Extrait source:
———
La première grande attaque au gaz toxique de la Première Guerre mondiale vient de commencer, et elle va coûter la vie à des dizaines de soldats alliés, mortellement asphyxiés par les émanations toxiques.

L’utilisation des gaz toxiques durant la Première Guerre mondiale sera responsable de la mort de près de 100 000 soldats

Bien que l’utilisation de « gaz asphyxiants ou nocifs » ait été officiellement interdite lors de la Convention de La Haye en 1899, le gaz sera finalement utilisé par les deux camps lors du conflit. En Allemagne, son plus ardent défenseur est Fritz Haber, brillant chimiste et ami proche d’Albert Einstein. C’est lui qui orchestre personnellement l’attaque d’avril 1915 à Ypres, et qui développe par la suite une foule d’autres agents chimiques destinés à être utilisés sur les champs de bataille.

Fritz Haber photographié dans son laboratoire en 1905

Des actes fermement condamnés par une grande partie de la communauté scientifique de l’époque, qui qualifie alors Haber de criminel de guerre. Pourtant, avant d’être surnommé le « père de la guerre chimique », le scientifique jouissait d’une réputation bien différente, puisqu’il avait mis au point un procédé révolutionnaire ayant contribué à sauver des millions de vies au début du 20e siècle.

Né en 1868 à Breslau, en Prusse, Fritz Haber grandit au sein d’une famille juive et étudie ensuite la chimie sous la direction de Robert Bunsen (qui a donné son nom au fameux bec Bunsen), et enseigne à l’Université technique de Karlsruhe en Allemagne à partir de 1894. Au cours des années qui suivent, le jeune scientifique tenace mène de nombreuses recherches et rédige un manuel fondateur sur l’électrochimie.

Il entre dans l’Histoire en 1909, lorsqu’il résout l’un des problèmes les plus urgents auxquels le monde industrialisé est confronté. À l’époque, les scientifiques craignent qu’une pénurie d’engrais azotés n’entraîne une famine sans précédent à l’échelle mondiale. L’agriculture repose alors sur le fumier, le guano de chauve-souris et d’autres substances riches en azote pour enrichir les terres, et beaucoup estiment que la population de la planète augmente trop rapidement pour que ces méthodes puissent suivre le rythme.

L’un des appareils utilisés par Fritz Haber pour synthétiser de l’ammoniac

Grâce à une expérimentation minutieuse, il met au point une méthode révolutionnaire permettant de « fixer » l’azote dans l’atmosphère en le combinant à de l’hydrogène pour créer de l’ammoniac : un engrais naturel. Connu sous le nom de « procédé Haber-Bosch », cette technique permet de synthétiser l’ammoniac à échelle industrielle.
———
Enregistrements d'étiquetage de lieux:
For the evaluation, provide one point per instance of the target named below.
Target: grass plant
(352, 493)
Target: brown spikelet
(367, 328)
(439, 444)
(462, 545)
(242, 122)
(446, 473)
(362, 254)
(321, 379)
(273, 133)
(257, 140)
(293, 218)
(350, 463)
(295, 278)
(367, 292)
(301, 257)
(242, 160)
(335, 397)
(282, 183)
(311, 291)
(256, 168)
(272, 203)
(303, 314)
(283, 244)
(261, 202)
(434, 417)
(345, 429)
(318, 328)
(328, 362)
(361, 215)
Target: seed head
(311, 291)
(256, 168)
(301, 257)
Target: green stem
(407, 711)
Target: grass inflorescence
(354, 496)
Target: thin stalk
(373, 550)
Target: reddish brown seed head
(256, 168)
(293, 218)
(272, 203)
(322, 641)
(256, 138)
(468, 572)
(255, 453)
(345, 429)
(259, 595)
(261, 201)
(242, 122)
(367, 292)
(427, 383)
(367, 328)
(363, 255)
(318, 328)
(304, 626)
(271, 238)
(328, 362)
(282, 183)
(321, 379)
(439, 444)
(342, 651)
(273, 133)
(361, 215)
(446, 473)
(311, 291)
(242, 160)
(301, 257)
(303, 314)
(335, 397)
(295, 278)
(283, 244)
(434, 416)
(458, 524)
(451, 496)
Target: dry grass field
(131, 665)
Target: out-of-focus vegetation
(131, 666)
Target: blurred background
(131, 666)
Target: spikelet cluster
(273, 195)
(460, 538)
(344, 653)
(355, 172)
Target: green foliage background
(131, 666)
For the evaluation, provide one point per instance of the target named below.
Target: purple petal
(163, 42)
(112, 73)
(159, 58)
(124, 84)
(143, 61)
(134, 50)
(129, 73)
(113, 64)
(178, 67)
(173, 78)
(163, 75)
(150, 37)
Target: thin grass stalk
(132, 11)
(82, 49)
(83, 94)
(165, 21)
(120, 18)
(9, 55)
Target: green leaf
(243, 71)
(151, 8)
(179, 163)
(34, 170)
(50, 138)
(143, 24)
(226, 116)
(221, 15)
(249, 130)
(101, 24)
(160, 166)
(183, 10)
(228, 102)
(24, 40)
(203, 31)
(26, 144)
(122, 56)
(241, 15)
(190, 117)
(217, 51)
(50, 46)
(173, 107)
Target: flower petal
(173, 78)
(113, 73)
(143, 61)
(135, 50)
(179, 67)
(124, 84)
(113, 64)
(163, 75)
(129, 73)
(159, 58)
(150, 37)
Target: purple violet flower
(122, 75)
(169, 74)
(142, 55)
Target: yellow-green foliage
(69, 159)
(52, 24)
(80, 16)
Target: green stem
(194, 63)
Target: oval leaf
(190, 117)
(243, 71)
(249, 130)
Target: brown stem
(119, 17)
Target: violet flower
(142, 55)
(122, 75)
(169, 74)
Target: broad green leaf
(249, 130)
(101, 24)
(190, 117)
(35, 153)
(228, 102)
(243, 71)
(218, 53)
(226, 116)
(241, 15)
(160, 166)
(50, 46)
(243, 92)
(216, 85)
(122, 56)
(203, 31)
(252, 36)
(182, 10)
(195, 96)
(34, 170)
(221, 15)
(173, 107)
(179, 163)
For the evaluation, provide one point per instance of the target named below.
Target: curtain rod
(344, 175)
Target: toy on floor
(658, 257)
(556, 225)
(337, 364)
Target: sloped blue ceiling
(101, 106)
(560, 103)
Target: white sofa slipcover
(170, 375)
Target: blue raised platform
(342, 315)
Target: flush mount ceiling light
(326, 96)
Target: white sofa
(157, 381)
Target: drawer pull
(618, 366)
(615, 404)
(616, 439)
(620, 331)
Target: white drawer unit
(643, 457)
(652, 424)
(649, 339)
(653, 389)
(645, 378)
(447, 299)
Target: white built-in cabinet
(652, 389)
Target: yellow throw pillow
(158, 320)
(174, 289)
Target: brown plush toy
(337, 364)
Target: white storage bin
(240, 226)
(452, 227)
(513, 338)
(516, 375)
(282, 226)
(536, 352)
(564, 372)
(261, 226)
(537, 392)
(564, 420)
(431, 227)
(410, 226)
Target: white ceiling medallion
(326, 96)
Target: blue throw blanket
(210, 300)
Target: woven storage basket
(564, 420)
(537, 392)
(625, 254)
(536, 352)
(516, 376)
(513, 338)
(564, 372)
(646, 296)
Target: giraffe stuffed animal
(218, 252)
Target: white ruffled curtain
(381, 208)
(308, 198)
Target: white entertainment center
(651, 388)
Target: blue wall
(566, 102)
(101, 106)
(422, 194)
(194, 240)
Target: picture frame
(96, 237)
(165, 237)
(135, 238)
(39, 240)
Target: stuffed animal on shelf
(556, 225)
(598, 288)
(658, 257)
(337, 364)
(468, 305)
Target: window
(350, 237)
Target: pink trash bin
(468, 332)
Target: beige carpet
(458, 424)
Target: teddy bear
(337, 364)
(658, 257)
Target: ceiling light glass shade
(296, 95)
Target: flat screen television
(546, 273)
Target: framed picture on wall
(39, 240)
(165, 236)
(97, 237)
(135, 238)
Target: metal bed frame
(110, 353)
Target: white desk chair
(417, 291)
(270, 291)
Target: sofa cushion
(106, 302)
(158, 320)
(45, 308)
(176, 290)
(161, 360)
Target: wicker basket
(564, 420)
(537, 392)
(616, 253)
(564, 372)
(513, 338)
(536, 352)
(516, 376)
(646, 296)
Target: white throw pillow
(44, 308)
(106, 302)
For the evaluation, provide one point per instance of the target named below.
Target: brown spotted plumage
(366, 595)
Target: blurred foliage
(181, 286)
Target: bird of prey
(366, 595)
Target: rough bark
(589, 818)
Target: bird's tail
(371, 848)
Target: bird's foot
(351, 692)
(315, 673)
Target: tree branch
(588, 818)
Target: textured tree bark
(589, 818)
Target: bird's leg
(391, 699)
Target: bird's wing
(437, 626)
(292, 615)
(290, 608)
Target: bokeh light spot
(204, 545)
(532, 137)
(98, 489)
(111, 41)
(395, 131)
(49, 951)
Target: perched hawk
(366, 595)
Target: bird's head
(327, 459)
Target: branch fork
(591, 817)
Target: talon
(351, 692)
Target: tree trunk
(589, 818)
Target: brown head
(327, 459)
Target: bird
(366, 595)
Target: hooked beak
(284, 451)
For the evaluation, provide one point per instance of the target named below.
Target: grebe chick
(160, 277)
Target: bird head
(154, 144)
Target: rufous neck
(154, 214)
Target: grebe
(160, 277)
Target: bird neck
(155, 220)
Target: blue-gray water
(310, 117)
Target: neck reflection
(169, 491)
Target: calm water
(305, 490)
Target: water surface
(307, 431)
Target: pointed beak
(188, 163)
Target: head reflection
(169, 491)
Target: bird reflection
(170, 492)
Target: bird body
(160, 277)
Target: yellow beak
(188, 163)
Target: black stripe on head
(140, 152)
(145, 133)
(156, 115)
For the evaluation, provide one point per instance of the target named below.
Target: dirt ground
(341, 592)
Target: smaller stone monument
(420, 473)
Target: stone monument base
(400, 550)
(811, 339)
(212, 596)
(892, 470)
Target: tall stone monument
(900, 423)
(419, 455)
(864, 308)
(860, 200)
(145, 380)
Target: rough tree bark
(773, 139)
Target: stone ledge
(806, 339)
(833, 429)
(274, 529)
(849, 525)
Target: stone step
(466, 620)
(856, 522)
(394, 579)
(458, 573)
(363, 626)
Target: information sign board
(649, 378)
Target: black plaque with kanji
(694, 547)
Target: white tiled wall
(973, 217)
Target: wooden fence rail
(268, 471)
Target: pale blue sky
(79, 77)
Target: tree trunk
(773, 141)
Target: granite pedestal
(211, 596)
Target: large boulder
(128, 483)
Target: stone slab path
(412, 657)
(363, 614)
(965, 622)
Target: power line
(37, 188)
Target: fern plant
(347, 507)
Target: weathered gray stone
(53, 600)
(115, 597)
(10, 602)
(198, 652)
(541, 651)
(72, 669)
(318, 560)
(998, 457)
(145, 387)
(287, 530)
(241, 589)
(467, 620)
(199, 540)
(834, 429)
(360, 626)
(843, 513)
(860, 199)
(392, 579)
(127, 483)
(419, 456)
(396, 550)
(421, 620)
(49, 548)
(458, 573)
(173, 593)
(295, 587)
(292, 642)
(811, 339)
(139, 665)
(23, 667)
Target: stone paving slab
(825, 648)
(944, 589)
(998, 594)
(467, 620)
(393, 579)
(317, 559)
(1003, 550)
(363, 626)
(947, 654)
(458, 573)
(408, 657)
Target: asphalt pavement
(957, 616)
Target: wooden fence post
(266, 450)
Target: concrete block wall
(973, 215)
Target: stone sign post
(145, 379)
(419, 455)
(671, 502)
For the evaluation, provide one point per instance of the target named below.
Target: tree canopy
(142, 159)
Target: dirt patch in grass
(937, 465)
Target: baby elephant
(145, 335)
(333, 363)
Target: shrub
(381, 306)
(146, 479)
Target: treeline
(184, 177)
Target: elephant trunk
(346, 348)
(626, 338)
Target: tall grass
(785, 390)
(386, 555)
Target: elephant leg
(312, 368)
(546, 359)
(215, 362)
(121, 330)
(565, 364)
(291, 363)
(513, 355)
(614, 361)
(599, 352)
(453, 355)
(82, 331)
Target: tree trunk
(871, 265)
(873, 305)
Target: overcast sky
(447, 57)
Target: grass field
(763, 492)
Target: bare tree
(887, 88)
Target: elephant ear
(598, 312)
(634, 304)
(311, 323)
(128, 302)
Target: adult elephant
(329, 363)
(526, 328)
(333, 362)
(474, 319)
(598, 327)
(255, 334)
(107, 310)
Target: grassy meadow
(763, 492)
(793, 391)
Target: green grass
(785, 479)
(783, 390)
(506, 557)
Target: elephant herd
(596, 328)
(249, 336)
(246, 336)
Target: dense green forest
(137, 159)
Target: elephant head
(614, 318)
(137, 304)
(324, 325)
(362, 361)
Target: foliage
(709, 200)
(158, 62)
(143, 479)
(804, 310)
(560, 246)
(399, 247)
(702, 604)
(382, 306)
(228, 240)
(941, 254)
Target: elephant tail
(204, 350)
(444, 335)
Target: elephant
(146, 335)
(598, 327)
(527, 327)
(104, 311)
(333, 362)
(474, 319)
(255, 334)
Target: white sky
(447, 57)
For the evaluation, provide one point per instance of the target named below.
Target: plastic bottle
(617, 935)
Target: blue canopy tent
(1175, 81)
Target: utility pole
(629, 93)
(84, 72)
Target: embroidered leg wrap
———
À compléter:
1. D'après le texte sur Fritz Haber, à partir de quelle année a-t-il enseigné à l'Université technique de Karlsruhe ?
2. Dans le texte sur Fritz Haber, résumez plus brièvement le paragraphe qui commence par « Il entre dans l'Histoire en 1909 », sans perdre ses faits principaux.
3. Extrayez du texte sur Fritz Haber le passage situé entre « Des actes fermement » et « fondateur sur l’électrochimie. », ces deux bornes comprises.
Les enregistrements n'ont aucun rôle dans ce travail.

Les réponses:
1. À partir de 1894.

2. En 1909, Haber résout l'un des problèmes les plus urgents du monde industrialisé. On craint alors qu'un manque d'engrais azotés cause une famine mondiale. L'agriculture dépend en effet du fumier, du guano de chauve-souris et d'autres matières riches en azote. Beaucoup pensent que ces méthodes ne pourront pas suivre la croissance trop rapide de la population.

3.
Des actes fermement condamnés par une grande partie de la communauté scientifique de l’époque, qui qualifie alors Haber de criminel de guerre. Pourtant, avant d’être surnommé le « père de la guerre chimique », le scientifique jouissait d’une réputation bien différente, puisqu’il avait mis au point un procédé révolutionnaire ayant contribué à sauver des millions de vies au début du 20e siècle.

Né en 1868 à Breslau, en Prusse, Fritz Haber grandit au sein d’une famille juive et étudie ensuite la chimie sous la direction de Robert Bunsen (qui a donné son nom au fameux bec Bunsen), et enseigne à l’Université technique de Karlsruhe en Allemagne à partir de 1894. Au cours des années qui suivent, le jeune scientifique tenace mène de nombreuses recherches et rédige un manuel fondateur sur l’électrochimie.